## EXERCISE PROMPT:
Nothing but the lines from the one containing "Every <instance> must" through the one containing "positive clicks: (350, 171) (357, 185)", both included, should be given again, each exactly as written below.

(Stored records)

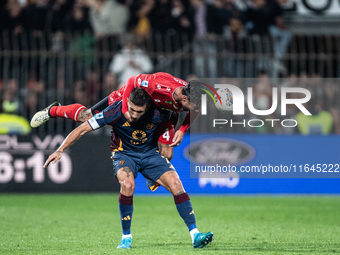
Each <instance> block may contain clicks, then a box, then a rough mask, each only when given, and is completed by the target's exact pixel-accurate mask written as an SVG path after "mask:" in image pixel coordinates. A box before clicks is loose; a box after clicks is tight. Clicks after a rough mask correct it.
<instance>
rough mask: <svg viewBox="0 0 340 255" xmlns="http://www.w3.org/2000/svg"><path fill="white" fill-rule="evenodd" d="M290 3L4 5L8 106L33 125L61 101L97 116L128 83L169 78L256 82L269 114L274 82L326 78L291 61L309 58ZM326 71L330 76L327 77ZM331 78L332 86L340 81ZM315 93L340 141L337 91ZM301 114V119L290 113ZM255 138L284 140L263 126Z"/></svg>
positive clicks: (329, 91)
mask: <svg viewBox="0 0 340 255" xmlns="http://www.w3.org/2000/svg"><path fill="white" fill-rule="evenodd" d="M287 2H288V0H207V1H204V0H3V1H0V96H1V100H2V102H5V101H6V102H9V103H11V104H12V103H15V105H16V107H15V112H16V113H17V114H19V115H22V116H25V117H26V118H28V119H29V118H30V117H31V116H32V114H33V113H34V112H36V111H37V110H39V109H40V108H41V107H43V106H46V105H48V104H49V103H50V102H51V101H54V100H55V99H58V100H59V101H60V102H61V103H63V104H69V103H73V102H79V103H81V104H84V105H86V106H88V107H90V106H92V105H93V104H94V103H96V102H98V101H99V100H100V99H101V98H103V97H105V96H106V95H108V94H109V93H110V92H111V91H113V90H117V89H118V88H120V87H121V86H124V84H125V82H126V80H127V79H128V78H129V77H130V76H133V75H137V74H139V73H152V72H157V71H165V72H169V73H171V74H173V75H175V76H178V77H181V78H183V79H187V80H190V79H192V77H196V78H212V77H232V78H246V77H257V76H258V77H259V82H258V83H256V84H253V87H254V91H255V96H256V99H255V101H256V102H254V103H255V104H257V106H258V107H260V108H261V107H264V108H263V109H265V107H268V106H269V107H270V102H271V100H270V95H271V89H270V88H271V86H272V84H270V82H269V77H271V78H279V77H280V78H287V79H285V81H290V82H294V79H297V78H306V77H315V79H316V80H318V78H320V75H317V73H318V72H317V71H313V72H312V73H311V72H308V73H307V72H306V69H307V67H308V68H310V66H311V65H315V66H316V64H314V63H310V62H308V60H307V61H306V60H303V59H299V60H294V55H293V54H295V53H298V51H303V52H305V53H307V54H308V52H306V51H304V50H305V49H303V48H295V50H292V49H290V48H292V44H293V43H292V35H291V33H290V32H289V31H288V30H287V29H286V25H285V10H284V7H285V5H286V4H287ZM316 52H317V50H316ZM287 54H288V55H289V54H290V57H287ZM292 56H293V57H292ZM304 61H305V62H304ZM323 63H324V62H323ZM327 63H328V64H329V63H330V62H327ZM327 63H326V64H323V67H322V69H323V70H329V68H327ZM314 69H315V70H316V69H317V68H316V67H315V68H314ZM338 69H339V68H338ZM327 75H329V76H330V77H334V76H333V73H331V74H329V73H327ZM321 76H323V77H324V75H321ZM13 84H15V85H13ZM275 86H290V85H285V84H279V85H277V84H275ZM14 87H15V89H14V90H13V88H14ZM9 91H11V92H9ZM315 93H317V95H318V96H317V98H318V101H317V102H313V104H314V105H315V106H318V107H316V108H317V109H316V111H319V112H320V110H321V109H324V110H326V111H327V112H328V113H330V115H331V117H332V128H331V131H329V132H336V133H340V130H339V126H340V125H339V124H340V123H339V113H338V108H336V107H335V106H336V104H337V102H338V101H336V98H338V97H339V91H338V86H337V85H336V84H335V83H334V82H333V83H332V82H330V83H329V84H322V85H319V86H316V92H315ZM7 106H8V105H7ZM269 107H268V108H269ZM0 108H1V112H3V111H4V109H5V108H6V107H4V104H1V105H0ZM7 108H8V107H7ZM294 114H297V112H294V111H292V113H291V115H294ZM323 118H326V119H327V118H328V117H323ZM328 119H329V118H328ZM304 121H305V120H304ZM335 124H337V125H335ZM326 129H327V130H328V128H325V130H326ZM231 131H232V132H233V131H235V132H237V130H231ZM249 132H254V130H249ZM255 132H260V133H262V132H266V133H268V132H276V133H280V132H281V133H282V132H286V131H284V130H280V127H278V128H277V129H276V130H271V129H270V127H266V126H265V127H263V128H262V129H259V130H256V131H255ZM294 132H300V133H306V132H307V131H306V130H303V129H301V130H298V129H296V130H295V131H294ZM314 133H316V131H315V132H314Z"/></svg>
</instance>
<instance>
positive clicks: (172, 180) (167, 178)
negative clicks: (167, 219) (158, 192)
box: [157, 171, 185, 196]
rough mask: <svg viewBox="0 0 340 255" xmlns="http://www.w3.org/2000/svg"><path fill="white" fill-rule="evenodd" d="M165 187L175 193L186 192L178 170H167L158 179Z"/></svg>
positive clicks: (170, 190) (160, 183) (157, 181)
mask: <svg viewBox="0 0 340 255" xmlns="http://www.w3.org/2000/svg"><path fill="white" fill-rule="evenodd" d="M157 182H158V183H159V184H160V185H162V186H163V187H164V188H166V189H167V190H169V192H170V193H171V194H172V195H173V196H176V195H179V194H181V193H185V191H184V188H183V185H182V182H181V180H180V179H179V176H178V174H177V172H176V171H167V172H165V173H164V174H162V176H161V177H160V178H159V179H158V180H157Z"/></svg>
...
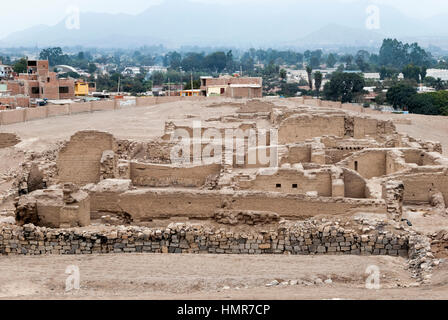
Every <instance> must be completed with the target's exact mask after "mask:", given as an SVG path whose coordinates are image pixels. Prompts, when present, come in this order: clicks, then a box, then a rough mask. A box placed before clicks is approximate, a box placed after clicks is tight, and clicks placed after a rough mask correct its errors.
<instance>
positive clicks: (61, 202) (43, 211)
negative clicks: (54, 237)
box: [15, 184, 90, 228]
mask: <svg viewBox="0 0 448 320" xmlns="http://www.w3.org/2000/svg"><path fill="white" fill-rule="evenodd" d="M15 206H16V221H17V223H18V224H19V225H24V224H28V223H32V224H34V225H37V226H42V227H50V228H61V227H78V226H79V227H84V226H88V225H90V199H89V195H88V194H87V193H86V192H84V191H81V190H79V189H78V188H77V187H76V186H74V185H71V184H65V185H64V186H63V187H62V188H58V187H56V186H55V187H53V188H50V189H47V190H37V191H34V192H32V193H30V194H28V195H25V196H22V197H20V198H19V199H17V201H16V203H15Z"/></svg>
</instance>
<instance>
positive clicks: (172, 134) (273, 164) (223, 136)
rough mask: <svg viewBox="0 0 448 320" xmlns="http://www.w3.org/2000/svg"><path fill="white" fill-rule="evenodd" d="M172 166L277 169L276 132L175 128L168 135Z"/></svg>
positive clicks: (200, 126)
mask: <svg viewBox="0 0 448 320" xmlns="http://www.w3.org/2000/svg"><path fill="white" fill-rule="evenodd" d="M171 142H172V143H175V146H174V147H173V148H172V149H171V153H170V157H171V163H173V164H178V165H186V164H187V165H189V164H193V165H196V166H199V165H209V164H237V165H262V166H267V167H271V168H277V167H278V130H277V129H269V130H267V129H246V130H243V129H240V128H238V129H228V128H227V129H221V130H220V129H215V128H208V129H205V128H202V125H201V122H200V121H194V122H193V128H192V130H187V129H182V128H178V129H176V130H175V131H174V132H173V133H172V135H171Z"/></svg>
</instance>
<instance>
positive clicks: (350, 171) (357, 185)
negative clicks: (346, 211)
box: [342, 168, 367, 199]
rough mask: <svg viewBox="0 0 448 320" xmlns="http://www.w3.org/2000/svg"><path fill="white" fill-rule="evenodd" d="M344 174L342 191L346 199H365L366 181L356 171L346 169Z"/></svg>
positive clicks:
==
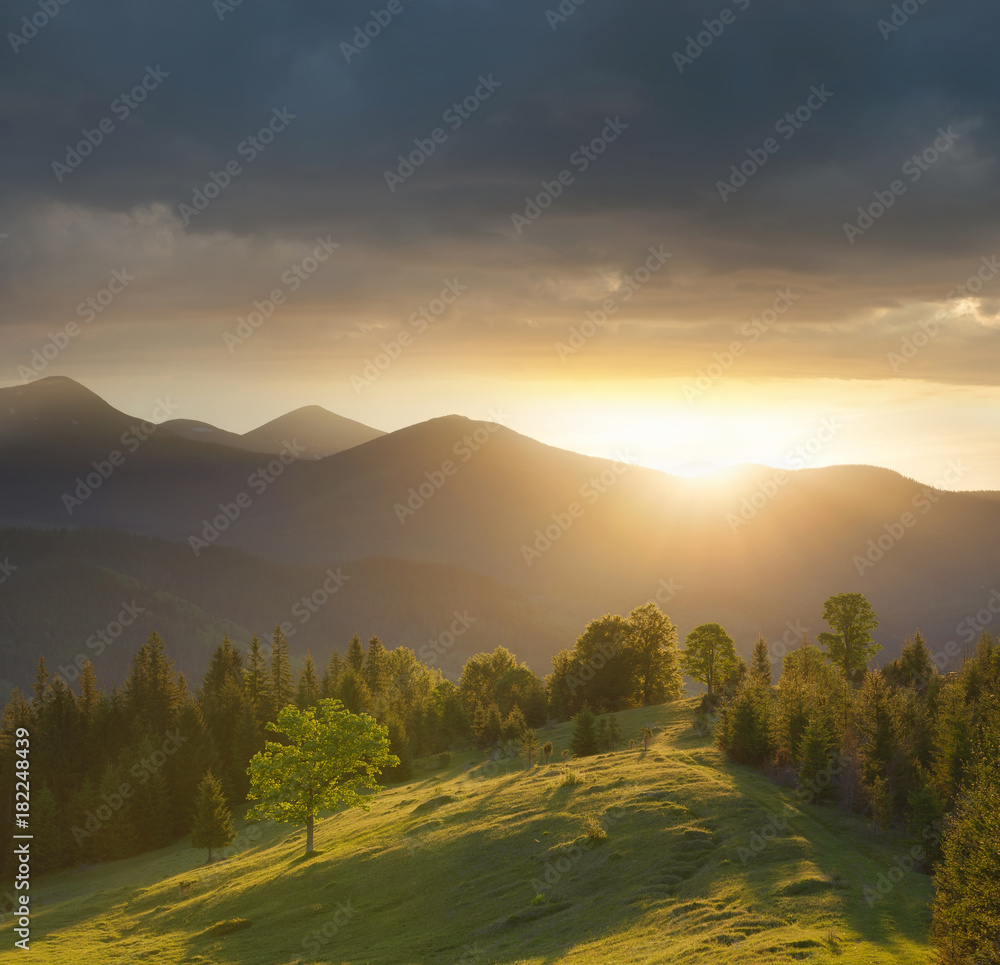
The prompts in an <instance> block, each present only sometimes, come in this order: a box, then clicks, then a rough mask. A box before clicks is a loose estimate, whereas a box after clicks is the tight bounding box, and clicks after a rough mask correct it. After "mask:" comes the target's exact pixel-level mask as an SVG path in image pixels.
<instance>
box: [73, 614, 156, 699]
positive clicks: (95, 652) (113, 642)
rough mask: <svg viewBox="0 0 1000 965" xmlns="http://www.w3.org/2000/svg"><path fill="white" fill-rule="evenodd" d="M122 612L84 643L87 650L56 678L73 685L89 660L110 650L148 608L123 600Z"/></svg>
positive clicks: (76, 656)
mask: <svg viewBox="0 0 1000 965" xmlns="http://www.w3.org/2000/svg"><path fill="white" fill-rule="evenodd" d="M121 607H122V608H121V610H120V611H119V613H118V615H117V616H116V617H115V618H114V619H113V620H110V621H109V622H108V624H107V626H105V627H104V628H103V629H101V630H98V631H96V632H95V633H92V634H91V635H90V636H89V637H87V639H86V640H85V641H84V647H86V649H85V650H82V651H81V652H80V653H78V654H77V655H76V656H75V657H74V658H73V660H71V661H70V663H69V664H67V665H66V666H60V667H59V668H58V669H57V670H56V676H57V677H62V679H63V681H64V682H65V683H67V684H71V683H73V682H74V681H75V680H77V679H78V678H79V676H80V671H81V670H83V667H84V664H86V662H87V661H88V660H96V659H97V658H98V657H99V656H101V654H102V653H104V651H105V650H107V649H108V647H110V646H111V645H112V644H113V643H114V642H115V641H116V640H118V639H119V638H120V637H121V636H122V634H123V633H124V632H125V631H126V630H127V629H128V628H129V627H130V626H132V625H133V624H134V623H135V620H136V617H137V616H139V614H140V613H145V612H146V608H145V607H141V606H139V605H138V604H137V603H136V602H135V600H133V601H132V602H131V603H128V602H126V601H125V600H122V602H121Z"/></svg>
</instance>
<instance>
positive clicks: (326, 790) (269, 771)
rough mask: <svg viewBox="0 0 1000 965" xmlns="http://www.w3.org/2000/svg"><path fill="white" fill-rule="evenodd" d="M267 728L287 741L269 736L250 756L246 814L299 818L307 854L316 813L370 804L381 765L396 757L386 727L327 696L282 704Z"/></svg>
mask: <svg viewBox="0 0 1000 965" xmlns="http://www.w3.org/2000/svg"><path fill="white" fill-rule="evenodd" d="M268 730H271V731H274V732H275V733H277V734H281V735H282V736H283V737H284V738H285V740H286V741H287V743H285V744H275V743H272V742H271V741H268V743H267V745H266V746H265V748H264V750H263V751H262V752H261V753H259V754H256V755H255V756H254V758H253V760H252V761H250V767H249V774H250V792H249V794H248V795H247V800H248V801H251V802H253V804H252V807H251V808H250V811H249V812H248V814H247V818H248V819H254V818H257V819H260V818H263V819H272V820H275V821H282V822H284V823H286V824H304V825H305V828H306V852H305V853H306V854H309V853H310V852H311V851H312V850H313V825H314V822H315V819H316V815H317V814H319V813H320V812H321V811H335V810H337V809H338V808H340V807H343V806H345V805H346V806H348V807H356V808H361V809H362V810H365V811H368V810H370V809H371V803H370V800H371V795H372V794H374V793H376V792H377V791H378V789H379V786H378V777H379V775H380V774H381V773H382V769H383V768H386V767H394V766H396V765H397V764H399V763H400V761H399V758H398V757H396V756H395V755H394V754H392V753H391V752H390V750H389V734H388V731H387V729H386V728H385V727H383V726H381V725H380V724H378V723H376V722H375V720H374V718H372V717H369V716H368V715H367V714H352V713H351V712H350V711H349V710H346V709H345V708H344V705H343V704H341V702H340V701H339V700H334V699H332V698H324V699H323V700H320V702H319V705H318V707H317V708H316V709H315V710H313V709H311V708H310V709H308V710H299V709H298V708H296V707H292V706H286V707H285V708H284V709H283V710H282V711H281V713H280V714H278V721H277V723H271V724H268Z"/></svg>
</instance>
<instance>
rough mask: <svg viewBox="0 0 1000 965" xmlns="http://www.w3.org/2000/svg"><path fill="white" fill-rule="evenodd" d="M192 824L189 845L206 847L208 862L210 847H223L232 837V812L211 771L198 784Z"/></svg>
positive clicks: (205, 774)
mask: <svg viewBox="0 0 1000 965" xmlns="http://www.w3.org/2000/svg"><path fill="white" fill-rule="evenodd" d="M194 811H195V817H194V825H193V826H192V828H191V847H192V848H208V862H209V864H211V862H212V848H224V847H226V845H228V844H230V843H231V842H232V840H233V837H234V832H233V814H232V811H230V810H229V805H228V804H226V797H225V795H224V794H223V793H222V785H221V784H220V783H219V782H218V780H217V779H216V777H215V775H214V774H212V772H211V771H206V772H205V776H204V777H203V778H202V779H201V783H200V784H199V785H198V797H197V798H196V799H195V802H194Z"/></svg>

## ANSWER BOX:
Every <instance> must be completed with the target's exact mask after "mask:", given as an SVG path whose coordinates are image pixels. Prompts, when present, come in this order: clicks, then a box, then a rough mask. A box placed before clicks is approximate, a box placed after clicks is tight, and clicks placed after a rough mask correct its errors.
<instance>
positive clicks: (61, 202) (43, 211)
negative clicks: (54, 237)
box: [15, 184, 90, 228]
mask: <svg viewBox="0 0 448 320" xmlns="http://www.w3.org/2000/svg"><path fill="white" fill-rule="evenodd" d="M15 206H16V221H17V223H18V224H19V225H24V224H28V223H32V224H34V225H37V226H42V227H50V228H61V227H78V226H79V227H84V226H88V225H90V199H89V195H88V194H87V193H86V192H84V191H81V190H79V189H78V188H77V187H76V186H74V185H71V184H65V185H64V186H63V187H62V188H58V187H56V186H55V187H53V188H50V189H47V190H37V191H34V192H32V193H30V194H28V195H25V196H22V197H20V198H19V199H17V201H16V203H15Z"/></svg>
</instance>
<instance>
positive clicks: (172, 134) (273, 164) (223, 136)
rough mask: <svg viewBox="0 0 448 320" xmlns="http://www.w3.org/2000/svg"><path fill="white" fill-rule="evenodd" d="M172 166L277 169L276 132L175 128L168 135Z"/></svg>
positive clicks: (200, 126)
mask: <svg viewBox="0 0 448 320" xmlns="http://www.w3.org/2000/svg"><path fill="white" fill-rule="evenodd" d="M171 142H172V143H175V146H174V147H173V148H172V149H171V153H170V157H171V163H173V164H178V165H186V164H187V165H189V164H193V165H196V166H199V165H209V164H237V165H262V166H267V167H271V168H277V167H278V130H277V129H269V130H267V129H246V130H243V129H240V128H238V129H228V128H227V129H221V130H220V129H215V128H208V129H205V128H202V125H201V122H200V121H194V122H193V128H192V130H187V129H182V128H178V129H176V130H175V131H174V132H173V133H172V135H171Z"/></svg>
</instance>
<instance>
positive clicks: (350, 171) (357, 185)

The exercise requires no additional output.